Task prompt - Write out, word for word, every line from the one containing "of the metal" through the last line of the records below, both ends included.

Data items:
(begin)
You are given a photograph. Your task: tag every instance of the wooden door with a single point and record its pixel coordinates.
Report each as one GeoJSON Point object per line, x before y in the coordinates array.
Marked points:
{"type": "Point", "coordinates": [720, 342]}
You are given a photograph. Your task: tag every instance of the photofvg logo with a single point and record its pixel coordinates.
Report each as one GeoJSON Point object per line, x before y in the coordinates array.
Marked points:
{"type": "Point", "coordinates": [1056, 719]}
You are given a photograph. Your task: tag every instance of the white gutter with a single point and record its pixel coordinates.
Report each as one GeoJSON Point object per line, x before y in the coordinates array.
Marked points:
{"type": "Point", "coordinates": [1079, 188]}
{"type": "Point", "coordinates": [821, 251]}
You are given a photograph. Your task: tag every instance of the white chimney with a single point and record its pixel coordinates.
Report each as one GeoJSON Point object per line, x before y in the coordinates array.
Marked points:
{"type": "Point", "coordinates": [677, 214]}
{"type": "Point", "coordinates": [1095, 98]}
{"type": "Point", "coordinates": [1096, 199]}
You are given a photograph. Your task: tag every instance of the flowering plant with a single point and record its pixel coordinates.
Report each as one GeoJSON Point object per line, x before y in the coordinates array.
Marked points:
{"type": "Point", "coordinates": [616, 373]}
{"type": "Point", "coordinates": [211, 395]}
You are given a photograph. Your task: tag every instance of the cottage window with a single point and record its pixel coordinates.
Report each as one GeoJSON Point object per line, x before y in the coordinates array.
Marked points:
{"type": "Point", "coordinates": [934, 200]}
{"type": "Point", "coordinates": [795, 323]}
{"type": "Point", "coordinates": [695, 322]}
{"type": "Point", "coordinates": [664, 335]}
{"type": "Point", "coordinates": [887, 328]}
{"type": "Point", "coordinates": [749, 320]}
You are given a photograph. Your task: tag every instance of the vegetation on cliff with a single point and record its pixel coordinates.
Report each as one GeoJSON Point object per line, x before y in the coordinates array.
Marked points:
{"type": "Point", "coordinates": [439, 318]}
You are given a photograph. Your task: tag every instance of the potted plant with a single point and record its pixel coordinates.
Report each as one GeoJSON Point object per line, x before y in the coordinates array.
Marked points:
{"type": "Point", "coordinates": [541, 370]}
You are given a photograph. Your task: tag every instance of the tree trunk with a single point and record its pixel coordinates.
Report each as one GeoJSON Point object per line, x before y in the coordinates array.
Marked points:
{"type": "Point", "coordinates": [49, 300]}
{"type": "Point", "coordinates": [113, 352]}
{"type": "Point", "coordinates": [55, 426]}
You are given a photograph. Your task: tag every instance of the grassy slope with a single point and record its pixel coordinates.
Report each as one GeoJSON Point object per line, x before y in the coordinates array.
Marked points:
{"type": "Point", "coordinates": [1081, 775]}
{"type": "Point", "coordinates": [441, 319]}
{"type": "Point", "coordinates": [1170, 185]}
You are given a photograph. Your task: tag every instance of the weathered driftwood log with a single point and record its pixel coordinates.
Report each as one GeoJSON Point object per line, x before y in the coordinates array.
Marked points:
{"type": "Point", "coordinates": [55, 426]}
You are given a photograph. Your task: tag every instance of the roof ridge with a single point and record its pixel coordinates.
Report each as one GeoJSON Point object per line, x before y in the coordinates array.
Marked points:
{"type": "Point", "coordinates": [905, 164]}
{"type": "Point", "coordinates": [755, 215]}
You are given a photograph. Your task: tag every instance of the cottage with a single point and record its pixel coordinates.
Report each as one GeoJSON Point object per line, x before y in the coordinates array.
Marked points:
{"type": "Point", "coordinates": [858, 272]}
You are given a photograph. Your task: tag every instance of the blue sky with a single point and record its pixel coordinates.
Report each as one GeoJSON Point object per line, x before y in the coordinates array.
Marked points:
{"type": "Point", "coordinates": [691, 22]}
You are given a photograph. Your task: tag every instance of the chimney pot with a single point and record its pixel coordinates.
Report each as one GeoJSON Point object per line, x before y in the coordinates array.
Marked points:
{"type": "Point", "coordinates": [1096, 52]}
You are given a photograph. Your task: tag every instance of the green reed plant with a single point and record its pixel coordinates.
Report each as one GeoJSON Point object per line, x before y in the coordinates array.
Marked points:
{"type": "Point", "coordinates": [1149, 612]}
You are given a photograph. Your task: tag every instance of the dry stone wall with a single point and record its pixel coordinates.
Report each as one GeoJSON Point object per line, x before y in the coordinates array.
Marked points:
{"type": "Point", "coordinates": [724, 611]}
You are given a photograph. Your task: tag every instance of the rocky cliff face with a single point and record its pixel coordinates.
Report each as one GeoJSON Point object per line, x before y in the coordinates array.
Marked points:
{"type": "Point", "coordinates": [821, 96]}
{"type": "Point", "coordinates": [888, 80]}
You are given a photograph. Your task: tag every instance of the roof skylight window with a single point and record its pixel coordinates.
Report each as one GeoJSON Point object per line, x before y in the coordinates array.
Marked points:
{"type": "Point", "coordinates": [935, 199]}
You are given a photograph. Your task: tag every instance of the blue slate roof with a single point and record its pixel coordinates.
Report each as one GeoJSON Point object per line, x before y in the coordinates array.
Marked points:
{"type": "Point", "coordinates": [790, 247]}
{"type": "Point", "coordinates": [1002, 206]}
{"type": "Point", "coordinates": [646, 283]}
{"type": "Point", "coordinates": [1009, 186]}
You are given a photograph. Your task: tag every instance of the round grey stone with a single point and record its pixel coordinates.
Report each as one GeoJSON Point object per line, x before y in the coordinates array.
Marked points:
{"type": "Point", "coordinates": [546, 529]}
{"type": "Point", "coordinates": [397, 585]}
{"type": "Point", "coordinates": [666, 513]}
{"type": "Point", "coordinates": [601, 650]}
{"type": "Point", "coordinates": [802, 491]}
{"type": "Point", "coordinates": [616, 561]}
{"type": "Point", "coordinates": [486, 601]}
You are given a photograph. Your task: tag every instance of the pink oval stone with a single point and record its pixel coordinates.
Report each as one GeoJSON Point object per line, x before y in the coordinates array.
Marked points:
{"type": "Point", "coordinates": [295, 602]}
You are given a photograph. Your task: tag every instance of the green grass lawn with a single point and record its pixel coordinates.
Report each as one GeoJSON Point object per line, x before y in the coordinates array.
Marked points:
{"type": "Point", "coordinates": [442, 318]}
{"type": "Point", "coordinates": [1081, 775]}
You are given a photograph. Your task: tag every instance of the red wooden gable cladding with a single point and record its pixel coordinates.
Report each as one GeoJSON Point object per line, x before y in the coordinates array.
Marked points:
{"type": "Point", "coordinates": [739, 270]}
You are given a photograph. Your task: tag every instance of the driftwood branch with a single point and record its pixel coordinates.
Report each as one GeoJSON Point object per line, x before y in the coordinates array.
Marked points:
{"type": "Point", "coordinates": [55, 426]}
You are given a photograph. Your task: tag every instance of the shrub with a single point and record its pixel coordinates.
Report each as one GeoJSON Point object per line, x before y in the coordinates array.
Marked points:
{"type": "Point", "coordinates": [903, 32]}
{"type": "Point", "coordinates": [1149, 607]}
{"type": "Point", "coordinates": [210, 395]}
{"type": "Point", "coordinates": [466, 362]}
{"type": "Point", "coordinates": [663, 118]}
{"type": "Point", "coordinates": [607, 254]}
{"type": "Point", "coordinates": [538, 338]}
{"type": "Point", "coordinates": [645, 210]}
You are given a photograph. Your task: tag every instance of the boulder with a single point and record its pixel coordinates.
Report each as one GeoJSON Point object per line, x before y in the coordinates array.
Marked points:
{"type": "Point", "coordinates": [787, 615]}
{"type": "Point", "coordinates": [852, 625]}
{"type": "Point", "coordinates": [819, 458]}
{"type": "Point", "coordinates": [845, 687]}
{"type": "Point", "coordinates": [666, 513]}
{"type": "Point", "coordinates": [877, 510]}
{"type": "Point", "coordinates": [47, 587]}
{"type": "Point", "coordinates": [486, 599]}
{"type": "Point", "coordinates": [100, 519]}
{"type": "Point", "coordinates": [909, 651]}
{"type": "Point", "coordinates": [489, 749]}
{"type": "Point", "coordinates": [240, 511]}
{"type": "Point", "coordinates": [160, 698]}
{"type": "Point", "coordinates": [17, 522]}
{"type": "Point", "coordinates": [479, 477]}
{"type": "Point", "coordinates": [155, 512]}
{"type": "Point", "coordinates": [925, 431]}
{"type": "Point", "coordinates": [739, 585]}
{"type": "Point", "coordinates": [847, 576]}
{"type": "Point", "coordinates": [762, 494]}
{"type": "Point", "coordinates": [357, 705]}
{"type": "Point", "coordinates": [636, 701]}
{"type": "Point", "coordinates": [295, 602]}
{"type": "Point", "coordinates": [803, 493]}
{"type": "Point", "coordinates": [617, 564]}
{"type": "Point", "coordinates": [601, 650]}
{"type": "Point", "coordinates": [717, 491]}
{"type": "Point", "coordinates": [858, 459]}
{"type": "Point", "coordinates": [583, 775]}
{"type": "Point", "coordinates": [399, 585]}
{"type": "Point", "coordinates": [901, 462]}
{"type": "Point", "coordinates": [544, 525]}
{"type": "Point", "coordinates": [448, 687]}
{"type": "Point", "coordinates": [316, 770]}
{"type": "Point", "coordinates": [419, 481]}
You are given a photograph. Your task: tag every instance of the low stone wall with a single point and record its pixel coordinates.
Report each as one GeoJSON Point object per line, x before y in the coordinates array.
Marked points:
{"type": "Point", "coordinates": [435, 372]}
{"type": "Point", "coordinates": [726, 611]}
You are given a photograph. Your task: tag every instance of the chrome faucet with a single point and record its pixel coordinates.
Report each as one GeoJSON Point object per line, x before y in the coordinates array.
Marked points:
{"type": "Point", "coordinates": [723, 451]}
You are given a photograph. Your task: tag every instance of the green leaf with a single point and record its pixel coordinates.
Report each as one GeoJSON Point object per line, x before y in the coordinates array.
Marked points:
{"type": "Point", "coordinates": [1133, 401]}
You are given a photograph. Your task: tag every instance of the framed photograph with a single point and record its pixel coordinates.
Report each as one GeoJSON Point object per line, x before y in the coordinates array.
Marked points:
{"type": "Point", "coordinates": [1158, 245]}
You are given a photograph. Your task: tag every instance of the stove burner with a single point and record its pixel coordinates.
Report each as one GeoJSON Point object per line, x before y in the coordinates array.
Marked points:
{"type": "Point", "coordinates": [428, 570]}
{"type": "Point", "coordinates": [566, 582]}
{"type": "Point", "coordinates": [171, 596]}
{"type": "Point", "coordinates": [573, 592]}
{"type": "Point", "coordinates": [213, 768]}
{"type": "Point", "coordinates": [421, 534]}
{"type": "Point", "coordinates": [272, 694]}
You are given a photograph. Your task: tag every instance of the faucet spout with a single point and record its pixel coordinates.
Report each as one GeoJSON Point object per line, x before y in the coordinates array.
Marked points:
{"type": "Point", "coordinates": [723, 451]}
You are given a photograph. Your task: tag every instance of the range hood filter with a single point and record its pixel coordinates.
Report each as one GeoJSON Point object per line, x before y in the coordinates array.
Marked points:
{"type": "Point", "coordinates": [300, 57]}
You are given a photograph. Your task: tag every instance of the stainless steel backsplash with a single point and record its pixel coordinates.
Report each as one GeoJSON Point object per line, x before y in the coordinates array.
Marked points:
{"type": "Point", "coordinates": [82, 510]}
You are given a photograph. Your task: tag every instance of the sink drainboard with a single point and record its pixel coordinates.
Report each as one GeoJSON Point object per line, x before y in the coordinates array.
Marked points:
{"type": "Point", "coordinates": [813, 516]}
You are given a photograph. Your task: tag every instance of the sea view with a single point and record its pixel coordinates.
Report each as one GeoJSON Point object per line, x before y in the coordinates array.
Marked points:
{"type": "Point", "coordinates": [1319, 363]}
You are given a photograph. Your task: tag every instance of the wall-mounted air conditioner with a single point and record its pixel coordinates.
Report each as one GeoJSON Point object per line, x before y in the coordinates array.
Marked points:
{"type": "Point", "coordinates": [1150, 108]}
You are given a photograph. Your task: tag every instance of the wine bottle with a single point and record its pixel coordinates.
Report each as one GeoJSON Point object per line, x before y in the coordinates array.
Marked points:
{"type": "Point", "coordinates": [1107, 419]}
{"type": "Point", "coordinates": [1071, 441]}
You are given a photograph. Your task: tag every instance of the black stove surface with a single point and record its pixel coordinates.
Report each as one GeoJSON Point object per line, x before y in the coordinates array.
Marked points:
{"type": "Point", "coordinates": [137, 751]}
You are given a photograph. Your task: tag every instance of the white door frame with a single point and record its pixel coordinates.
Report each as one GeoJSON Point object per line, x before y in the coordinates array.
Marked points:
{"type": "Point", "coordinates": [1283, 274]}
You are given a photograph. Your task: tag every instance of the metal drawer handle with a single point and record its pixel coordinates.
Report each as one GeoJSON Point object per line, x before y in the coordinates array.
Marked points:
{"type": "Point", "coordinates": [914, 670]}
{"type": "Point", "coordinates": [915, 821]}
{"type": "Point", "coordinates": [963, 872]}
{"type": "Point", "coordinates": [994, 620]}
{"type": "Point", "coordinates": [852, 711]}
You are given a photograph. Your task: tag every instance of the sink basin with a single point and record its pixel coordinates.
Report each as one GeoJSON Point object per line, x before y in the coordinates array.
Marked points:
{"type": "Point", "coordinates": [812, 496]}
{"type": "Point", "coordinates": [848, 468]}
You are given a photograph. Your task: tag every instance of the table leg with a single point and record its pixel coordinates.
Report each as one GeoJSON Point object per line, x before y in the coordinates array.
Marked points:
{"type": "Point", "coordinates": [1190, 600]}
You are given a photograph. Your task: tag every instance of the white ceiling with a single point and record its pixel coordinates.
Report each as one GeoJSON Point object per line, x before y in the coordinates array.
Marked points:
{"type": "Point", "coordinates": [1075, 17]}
(end)
Answer for the task -
You are given a photograph. Your task: tag every instance of the metal drawer handle with a single point and record its pixel coordinates.
Report each as one GeoJSON Point object per line, x before y in the coordinates array.
Marked points:
{"type": "Point", "coordinates": [914, 670]}
{"type": "Point", "coordinates": [915, 821]}
{"type": "Point", "coordinates": [963, 872]}
{"type": "Point", "coordinates": [994, 620]}
{"type": "Point", "coordinates": [852, 711]}
You are given a photograph. Your task: tag every instance of the sink basin with a single point and record its pixel coordinates.
Report each as one GeoJSON Point object per line, x before y in the coordinates array.
Marked points:
{"type": "Point", "coordinates": [812, 496]}
{"type": "Point", "coordinates": [848, 468]}
You are given a photograph. Your task: tag every instance of the table leg with a single point and record its pixel coordinates.
Report each as one GeoJSON Point object per line, x before y in the coordinates array.
Marked points:
{"type": "Point", "coordinates": [1190, 600]}
You are given a photograph. Your task: tag every instance of the white ceiling with a single point and record its pixel coordinates.
Report each as one GeoJSON Point object per line, x before y in the coordinates array.
Marked points:
{"type": "Point", "coordinates": [1075, 17]}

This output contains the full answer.